* Problem
Before you return the entries below, strip out the pictures and keep all else exact.

* Stored items from a collection
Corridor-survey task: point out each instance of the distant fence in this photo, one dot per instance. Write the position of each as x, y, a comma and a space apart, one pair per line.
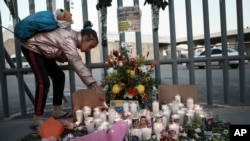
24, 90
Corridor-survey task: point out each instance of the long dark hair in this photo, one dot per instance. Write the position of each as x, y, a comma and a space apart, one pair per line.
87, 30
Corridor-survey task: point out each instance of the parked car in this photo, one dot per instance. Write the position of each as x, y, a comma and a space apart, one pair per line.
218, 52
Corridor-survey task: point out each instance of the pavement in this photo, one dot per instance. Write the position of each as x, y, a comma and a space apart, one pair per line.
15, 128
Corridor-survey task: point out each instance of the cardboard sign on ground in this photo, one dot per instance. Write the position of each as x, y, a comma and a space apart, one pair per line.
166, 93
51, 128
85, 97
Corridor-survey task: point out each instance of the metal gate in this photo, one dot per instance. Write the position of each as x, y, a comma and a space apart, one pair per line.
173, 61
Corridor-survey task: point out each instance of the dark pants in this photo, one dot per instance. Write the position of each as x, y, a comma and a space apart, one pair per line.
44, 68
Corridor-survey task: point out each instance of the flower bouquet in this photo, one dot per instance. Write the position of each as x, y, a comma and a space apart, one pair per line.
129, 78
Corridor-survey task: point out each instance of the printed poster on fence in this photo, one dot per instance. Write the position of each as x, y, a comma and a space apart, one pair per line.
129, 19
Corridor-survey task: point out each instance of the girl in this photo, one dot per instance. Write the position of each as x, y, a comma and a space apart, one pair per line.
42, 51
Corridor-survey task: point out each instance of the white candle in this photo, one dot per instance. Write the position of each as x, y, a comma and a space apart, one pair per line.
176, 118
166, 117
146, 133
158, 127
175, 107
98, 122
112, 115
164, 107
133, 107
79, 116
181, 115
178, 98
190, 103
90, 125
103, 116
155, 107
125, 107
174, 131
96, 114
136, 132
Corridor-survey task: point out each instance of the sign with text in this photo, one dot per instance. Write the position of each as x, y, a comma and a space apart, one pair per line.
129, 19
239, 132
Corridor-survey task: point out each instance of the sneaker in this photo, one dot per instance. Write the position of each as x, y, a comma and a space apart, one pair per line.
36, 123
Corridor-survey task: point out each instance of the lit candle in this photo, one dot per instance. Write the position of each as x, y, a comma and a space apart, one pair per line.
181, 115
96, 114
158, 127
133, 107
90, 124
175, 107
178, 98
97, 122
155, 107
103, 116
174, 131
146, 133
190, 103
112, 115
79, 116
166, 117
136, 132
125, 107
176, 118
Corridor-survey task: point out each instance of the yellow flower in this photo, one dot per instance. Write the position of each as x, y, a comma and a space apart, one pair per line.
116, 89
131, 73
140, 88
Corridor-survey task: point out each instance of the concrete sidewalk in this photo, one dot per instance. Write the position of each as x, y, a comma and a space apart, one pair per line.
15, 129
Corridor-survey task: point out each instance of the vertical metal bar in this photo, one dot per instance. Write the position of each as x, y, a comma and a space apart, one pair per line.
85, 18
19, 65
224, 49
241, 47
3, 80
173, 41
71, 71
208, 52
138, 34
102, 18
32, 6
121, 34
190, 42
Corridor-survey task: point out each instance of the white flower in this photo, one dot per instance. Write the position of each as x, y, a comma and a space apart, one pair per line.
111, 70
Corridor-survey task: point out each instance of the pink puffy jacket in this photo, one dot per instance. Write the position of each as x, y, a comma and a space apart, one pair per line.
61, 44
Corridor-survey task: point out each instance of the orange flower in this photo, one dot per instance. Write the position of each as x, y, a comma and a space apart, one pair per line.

* Response
Corridor-survey task: point out each instance of the distant fence in this photo, one dot per instance. Write the position of each as x, y, a comma and a space apart, one pair per line.
24, 90
Corridor-survey task: point out each instance of the long dark hair in this photo, one dot per instance. Write the position of each as x, y, a comma and a space apart, one pair per line.
87, 30
Corridor-survey task: point out each instance of the parked car in this photo, one dot per instance. Write the position of each as x, y, a comma and a space apart, one pair per line.
218, 52
Corridor-survey task: point out each instance of the pavement in this photo, one dot per instance. Write the position of each as x, y, a comma and a space apart, one pair per line.
15, 128
Corridor-survey task: point out each instance of the cardboard sign on ground in this photo, one dot per instance. Write the position of each as x, y, a comma and a space apart, one pair per line.
166, 93
51, 128
85, 97
Corridor-survey task: point out each instance of the metal gate in this photo, one dot per instance. Write the position of each as x, y, a comma and a space apart, one pair per line.
173, 61
Corridor-survey task: point out each instance of the dark pants in this photo, one dot per instance. Write the position of each as x, y, a comma and a space apart, one pair per line.
44, 68
Corridor-survey task: point out each instance of the flower bouquet in this photo, one dot per instance. Write the position of each as x, y, a comma and a space apart, one pair per line.
129, 78
Corridor-survey task: point out each instance of the printed poster on fence in this photo, one dot per instance. Write the position of each as x, y, a comma and a space apart, one pair per line.
129, 19
Corridor-survey task: point out each instance of the girl in this photo, one dot per instance. Write the position of each as x, y, a comma and a space apart, one pair per line.
42, 51
Corridor-survey task: point out each instance of the white candle in this photo, one dot per instance. Write the position of each as x, y, a comma and a space apart, one pair per line.
176, 118
166, 117
146, 133
158, 127
175, 107
98, 122
112, 115
164, 107
133, 107
79, 116
181, 115
178, 98
190, 103
90, 125
103, 116
155, 107
125, 107
174, 131
96, 114
136, 132
Corridor-survey task: point out each instance of the sign with text in this photo, one dot per instance. Write the position of each as x, y, a comma and a space apart, one pair per line.
129, 19
239, 132
Corridor-survey task: point out each instance of the sneaker in this photo, one dot per instance. Write the position of each as x, y, a comma and a space apart, one pair per line.
36, 123
Corridor-survey task: point out each instance of the lit candle in this photo, one dot per instance. Write the position of each as x, y, a comma and a space apart, one pair per line.
181, 115
96, 114
158, 127
133, 107
90, 124
175, 107
178, 98
97, 122
155, 107
103, 116
174, 131
146, 133
190, 103
112, 115
79, 116
166, 117
136, 132
125, 107
176, 118
Corridor-survey task: point out each instance of the yellow flower in this photo, one dot per instance. Write the position of each as x, y, a comma and a space apart, one pair per line.
116, 89
131, 73
140, 88
Corridor-survey task: point out each instance of the concrete sidewalk in this photo, one dot per instance. Write the position of each as x, y, a comma and a space apart, one pair per line.
15, 129
Corridor-survey task: point out each instance of the vertical metal bar in this photo, one dot per instance. Write the position of each as x, y, a comma and a space apart, one pair per line.
85, 18
19, 65
224, 49
241, 47
3, 80
173, 41
71, 71
208, 52
138, 34
102, 18
32, 6
121, 34
190, 42
Corridor-survey task: point out each instance of the white flower in this photo, one dot per instance. Write the position of each as x, y, a comma and a space apart, one pair per line.
111, 70
Corridor-survey task: point out each instance of the pink puffy jacket in this photo, one dot per instance. Write the position of each as x, y, a comma and a space apart, one pair per line.
61, 44
Corridor-survey task: point out each instance of the orange flower in this photo, one dot per instance. Write the position of each as x, y, a comma and a space apart, one pair per line.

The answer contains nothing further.